-- BEGIN Stored records --
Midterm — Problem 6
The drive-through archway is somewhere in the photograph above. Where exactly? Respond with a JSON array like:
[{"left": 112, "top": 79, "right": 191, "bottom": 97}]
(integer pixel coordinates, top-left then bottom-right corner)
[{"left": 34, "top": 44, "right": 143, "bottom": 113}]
-- END Stored records --
What is expected
Change "archway" to "canopy" in the material above and reproduce it with nothing else altered.

Output of the exercise
Midterm — Problem 6
The drive-through canopy is somewhere in the photograph above. Where exactly? Respond with a JSON array like:
[{"left": 112, "top": 79, "right": 191, "bottom": 97}]
(integer pixel coordinates, top-left then bottom-right corner)
[{"left": 34, "top": 44, "right": 143, "bottom": 113}]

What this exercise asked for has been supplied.